(Named-object pointing records)

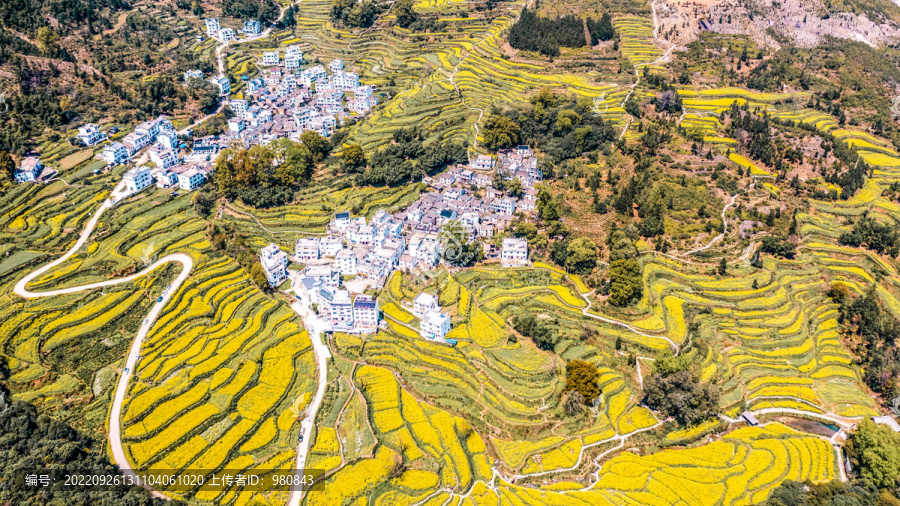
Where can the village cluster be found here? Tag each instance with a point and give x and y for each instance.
(358, 254)
(283, 102)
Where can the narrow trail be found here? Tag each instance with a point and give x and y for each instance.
(637, 73)
(115, 437)
(315, 328)
(220, 64)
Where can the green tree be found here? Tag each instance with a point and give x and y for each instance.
(582, 377)
(405, 13)
(875, 449)
(500, 132)
(581, 256)
(7, 167)
(353, 158)
(318, 146)
(48, 40)
(625, 283)
(258, 275)
(297, 167)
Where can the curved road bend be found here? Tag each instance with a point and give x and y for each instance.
(115, 438)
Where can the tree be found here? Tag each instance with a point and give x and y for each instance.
(779, 246)
(318, 146)
(500, 132)
(455, 247)
(626, 285)
(297, 167)
(353, 158)
(582, 377)
(875, 451)
(581, 256)
(540, 331)
(48, 40)
(258, 275)
(680, 396)
(7, 166)
(405, 13)
(605, 30)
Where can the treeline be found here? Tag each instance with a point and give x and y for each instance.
(561, 126)
(545, 35)
(37, 444)
(266, 176)
(406, 159)
(28, 16)
(352, 14)
(877, 330)
(227, 239)
(880, 237)
(264, 11)
(756, 132)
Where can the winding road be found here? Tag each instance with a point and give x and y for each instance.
(187, 264)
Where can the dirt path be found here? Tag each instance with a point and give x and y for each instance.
(115, 438)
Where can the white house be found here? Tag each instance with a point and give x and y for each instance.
(165, 178)
(342, 221)
(191, 179)
(212, 27)
(239, 106)
(137, 179)
(330, 246)
(505, 205)
(227, 34)
(162, 156)
(223, 83)
(192, 74)
(483, 162)
(251, 27)
(365, 313)
(346, 262)
(407, 262)
(435, 325)
(312, 74)
(29, 170)
(271, 58)
(346, 80)
(89, 134)
(293, 56)
(307, 248)
(424, 303)
(325, 274)
(274, 262)
(341, 311)
(514, 252)
(115, 153)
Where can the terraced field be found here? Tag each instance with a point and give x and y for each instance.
(221, 369)
(446, 84)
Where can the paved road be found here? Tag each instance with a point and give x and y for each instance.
(115, 439)
(315, 328)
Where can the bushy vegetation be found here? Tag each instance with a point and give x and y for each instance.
(539, 330)
(545, 35)
(880, 237)
(874, 449)
(352, 14)
(407, 159)
(878, 349)
(831, 493)
(265, 11)
(562, 127)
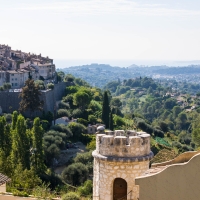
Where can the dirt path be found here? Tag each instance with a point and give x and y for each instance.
(67, 154)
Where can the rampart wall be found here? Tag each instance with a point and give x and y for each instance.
(9, 101)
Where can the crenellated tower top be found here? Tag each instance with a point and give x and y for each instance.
(123, 144)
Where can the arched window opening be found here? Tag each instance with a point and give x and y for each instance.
(119, 189)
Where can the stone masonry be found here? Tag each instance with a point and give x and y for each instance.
(123, 155)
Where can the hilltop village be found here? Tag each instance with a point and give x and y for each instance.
(135, 139)
(17, 66)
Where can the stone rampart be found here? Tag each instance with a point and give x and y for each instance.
(9, 101)
(121, 144)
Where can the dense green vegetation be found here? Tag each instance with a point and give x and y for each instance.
(30, 148)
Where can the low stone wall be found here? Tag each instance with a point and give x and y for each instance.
(9, 101)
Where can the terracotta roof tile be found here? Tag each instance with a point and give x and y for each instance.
(4, 179)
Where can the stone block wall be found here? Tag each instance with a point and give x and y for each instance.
(106, 172)
(120, 154)
(117, 144)
(9, 101)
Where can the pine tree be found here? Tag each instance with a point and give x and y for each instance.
(105, 109)
(37, 149)
(30, 97)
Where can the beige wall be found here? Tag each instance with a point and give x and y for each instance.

Stated exercise:
Drop the images and quote the entries word for word.

Correct response:
Where can the village cluster be found here? Tag each instance with a point and give x and y for each instance.
(358, 254)
(283, 102)
Where can the narrow trail be found here? Tag each instance with a point and give x and y for each instance.
(637, 73)
(115, 437)
(315, 328)
(220, 64)
Where can the green tree be found here? Tag each instance with a point and give x and y for each instance.
(582, 377)
(405, 13)
(875, 449)
(500, 132)
(581, 256)
(7, 167)
(353, 158)
(318, 146)
(48, 40)
(625, 283)
(258, 275)
(297, 167)
Where can the curved road bend be found here? Tag each instance with a point and give x and y for each instance.
(115, 438)
Where can the tree be found here? Tag each instance with a point and give x and y for each instance.
(779, 246)
(318, 146)
(500, 132)
(455, 247)
(626, 285)
(297, 167)
(353, 158)
(582, 377)
(875, 451)
(581, 256)
(540, 331)
(48, 40)
(258, 275)
(680, 396)
(7, 166)
(405, 13)
(605, 30)
Where can the treeline be found here? Tag each instance with a point and give x and y for each instance.
(561, 126)
(545, 35)
(37, 444)
(266, 176)
(406, 159)
(28, 16)
(352, 14)
(877, 330)
(227, 239)
(880, 237)
(264, 11)
(756, 132)
Where can the winding road be found here? Tag each instance with a point and give x and y for each instance.
(187, 264)
Where can the dirt path be found here? Tag each instance with a point and give x and y for each instance.
(115, 438)
Where can the white house be found here? Tag each instance with a point and give x and y for each instance.
(165, 178)
(342, 221)
(191, 179)
(212, 27)
(239, 106)
(137, 179)
(330, 246)
(505, 205)
(227, 34)
(162, 156)
(223, 83)
(192, 74)
(483, 162)
(251, 27)
(365, 313)
(346, 262)
(407, 262)
(435, 325)
(312, 74)
(29, 170)
(271, 58)
(346, 80)
(89, 134)
(293, 56)
(307, 248)
(424, 303)
(325, 274)
(274, 262)
(341, 311)
(514, 252)
(115, 153)
Where can the terraced field be found here? Tag each instance with a point and give x and y for each instance.
(221, 369)
(446, 84)
Where can the paved road be found here? Tag each instance with a point and give x and y for each instance.
(115, 439)
(315, 328)
Where can the bushy vegetation be found here? Tag each instance with a point and give x and y for each instance.
(539, 330)
(545, 35)
(880, 237)
(874, 449)
(352, 14)
(407, 159)
(878, 349)
(831, 493)
(265, 11)
(562, 127)
Where can the dirt path be found here? Tag each instance with a point and give x and y for each instance.
(67, 154)
Where can the rampart wall be found here? Tag each instance with a point and give x and y for each instance.
(9, 101)
Where can the crenellated tower top be found here? Tag each instance with a point and give x and y for each instance.
(123, 144)
Where can the arched window opening be found here? Tag each instance with a point and give x and y for each instance.
(119, 189)
Where can the stone masonry be found here? Tag each instance with a point and give x and y for each instance.
(123, 155)
Where can the hilltop village be found here? Tag each instance with a point and give x and y for each instance.
(135, 139)
(17, 66)
Where can the stone rampart be found here? Tag each instance with a point and give x and y for each instance.
(9, 101)
(121, 144)
Where can the dense green vegetation be found here? Tag each instance with a point and give x and y for each instance.
(30, 148)
Where can the low stone wall be found here? Tag each instance with a point and give x and y for each instance.
(9, 101)
Where can the terracotta roof tile be found here? Tag each instance with a point and give x and y for each instance.
(4, 179)
Where can the stone block wall be found here? Tag each instance with a point and give x and y for each instance.
(106, 172)
(120, 154)
(117, 144)
(9, 101)
Where can the pine tree be found here? Tag each instance with a point and give x and y for each instance.
(105, 109)
(37, 149)
(30, 97)
Where can the beige wall be found here? Tag each instance with a point and give x and y for each instance.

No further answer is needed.